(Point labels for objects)
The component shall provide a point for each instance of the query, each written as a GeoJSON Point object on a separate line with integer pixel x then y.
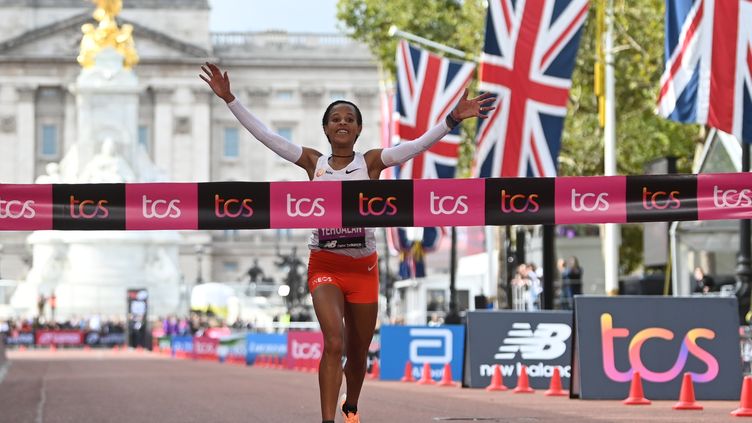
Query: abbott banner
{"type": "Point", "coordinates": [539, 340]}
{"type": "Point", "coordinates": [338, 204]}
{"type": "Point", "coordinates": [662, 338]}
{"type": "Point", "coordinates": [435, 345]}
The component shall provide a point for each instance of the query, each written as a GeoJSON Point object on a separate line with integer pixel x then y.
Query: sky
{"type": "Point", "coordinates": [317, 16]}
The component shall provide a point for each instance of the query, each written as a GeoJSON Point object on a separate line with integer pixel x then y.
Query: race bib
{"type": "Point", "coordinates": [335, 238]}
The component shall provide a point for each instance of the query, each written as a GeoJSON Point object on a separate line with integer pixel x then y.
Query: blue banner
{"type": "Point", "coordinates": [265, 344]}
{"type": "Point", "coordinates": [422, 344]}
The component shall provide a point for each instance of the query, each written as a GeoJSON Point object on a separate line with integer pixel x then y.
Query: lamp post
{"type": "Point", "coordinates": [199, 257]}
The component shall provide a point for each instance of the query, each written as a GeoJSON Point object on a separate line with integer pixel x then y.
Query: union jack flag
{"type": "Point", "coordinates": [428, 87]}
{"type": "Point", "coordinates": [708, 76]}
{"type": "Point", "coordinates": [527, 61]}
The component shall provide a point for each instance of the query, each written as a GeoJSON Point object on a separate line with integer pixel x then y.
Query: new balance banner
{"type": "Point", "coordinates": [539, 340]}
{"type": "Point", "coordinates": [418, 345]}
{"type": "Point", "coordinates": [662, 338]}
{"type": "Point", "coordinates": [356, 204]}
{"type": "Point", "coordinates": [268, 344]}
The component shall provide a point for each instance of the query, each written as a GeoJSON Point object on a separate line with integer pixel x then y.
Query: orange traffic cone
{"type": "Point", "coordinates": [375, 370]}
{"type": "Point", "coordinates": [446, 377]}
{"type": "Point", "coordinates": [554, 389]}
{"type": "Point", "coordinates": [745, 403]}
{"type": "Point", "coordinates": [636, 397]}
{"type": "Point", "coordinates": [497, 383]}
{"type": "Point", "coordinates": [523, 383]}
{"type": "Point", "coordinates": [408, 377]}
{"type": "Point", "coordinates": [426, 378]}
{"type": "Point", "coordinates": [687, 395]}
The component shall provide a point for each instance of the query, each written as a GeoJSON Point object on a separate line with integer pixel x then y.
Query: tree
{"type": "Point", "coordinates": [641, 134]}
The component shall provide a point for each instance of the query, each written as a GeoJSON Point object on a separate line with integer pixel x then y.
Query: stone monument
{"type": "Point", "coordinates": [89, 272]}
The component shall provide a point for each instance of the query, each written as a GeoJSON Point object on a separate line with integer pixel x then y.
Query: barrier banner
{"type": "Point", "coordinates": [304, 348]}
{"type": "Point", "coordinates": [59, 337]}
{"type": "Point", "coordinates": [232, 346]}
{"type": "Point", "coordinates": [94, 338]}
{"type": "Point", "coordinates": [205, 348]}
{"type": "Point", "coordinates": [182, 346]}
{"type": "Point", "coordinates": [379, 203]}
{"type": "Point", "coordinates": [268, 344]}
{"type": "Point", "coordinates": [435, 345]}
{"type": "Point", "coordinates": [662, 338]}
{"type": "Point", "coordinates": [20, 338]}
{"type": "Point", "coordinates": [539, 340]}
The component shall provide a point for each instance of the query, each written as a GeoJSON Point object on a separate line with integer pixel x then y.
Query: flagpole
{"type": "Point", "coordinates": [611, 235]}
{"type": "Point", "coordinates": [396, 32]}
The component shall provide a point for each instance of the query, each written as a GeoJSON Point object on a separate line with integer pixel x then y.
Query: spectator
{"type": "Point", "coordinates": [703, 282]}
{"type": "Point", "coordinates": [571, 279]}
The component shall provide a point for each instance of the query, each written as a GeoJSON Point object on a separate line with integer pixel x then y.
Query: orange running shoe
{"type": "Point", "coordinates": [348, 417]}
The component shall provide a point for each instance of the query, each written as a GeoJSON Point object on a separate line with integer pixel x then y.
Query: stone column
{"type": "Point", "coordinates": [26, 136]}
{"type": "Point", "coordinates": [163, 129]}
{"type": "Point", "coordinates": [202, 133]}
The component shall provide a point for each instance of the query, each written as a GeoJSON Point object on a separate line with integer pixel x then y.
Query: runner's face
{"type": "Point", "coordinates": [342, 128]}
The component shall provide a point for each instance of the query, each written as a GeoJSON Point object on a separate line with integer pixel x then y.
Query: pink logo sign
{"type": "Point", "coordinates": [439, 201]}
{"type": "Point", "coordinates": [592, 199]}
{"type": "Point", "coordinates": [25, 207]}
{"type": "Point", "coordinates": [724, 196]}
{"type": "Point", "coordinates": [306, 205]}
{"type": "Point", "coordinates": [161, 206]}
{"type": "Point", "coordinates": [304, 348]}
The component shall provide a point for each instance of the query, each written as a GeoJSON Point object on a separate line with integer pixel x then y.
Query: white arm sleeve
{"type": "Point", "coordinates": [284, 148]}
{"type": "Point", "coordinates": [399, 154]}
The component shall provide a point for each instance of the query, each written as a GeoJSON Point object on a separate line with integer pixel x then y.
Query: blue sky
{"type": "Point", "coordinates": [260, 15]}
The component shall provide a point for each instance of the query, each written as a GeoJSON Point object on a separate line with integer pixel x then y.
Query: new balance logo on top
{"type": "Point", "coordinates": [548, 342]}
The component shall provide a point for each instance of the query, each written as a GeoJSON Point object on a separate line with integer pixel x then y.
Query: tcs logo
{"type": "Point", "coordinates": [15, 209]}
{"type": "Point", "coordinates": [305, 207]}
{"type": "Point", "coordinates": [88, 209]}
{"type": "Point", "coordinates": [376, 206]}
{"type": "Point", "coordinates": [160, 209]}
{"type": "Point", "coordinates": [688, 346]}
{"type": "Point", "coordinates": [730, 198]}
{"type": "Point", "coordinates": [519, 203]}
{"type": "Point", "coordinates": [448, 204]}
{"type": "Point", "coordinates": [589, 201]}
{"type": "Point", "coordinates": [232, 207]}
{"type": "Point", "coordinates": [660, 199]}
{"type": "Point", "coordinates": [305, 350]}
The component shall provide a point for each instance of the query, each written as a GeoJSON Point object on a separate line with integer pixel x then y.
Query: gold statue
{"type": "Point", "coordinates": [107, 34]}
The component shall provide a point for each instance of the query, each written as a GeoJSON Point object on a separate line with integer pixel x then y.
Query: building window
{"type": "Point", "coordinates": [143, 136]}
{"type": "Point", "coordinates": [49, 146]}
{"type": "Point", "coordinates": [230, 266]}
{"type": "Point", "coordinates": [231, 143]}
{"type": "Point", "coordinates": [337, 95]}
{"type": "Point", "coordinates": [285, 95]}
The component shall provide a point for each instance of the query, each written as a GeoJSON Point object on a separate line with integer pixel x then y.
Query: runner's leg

==

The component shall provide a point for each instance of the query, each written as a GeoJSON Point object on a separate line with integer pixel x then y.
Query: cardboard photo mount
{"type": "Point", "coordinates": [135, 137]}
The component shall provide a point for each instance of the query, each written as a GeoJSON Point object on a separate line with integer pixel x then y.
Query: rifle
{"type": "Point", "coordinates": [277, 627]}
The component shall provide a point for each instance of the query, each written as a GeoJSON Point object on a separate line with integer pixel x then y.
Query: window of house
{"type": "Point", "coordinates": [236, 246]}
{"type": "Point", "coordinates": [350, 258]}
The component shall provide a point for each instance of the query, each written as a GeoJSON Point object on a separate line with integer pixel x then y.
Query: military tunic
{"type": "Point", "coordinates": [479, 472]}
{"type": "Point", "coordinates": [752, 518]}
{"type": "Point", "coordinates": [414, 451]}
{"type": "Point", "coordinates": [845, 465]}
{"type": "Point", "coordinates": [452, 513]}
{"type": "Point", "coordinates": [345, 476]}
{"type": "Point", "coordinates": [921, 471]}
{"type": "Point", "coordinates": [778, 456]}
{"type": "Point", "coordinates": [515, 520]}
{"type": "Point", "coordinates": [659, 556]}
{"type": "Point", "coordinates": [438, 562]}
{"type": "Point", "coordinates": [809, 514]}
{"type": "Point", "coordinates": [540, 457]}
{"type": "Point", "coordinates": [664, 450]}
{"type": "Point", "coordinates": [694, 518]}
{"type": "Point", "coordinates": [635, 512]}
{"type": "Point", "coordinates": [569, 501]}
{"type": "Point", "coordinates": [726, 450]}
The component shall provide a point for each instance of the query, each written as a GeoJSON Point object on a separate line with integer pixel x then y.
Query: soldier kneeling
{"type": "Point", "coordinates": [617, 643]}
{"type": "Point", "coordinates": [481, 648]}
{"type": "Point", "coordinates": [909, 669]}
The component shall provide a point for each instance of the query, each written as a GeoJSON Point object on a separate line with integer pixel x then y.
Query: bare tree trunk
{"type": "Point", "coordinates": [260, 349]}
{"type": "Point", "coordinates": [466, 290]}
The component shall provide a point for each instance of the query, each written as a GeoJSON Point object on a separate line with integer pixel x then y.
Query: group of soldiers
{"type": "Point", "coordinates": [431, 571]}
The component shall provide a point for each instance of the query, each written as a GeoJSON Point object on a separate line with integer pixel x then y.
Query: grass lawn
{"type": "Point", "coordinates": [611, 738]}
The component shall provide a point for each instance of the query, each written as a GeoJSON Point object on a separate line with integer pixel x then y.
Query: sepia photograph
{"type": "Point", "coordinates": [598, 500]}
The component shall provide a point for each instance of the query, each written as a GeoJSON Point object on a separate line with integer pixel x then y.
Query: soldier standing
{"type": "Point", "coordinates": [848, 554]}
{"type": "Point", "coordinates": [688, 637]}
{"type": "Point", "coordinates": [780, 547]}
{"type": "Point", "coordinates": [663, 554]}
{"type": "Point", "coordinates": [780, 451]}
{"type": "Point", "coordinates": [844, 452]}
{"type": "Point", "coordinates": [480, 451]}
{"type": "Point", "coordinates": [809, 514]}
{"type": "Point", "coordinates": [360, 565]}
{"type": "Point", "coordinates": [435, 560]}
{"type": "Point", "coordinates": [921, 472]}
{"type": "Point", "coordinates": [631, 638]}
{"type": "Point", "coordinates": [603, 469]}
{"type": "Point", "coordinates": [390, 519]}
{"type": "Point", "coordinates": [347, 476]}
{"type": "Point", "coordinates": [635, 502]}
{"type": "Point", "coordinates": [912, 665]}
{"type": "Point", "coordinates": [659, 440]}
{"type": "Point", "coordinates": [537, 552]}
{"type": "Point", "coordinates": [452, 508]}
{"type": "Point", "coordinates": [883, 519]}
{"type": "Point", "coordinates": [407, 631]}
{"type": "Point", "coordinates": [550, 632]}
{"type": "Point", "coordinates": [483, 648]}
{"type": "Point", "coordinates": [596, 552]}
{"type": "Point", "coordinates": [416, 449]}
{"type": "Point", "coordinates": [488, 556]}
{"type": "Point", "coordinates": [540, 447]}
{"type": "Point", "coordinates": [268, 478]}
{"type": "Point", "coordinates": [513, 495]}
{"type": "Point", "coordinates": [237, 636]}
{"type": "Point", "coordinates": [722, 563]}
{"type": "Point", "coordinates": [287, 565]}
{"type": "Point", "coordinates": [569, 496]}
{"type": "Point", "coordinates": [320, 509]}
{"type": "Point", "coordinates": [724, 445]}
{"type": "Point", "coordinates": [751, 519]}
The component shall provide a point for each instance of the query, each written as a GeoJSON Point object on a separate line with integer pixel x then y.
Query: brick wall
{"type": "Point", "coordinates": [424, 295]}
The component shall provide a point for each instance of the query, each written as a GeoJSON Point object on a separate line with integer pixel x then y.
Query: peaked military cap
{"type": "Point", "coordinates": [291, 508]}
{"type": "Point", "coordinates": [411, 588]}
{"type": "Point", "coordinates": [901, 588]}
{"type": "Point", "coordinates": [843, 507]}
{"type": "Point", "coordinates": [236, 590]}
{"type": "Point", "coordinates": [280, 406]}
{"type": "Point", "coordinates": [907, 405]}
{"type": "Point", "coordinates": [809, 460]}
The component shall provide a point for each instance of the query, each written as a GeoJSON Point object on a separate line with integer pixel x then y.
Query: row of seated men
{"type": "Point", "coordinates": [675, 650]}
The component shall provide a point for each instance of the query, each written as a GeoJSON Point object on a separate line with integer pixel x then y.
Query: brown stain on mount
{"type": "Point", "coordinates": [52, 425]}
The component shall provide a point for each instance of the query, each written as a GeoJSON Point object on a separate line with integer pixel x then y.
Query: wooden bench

Stated problem
Please report every line in the material above that contains the word "window", copying each such line in full.

Output for this exercise
Query: building window
Query: window of house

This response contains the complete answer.